**What you should do**
Scan the listing below for "query", then report every line that has it.
---
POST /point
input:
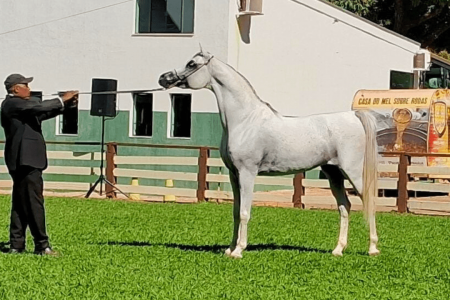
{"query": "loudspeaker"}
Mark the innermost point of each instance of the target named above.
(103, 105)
---
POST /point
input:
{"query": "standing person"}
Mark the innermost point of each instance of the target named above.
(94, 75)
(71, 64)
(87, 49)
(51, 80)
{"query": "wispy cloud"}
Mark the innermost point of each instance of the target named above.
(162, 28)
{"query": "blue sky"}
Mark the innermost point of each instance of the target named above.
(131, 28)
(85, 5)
---
**Final answer**
{"query": "loudspeaker"}
{"query": "standing person"}
{"query": "wispy cloud"}
{"query": "blue sky"}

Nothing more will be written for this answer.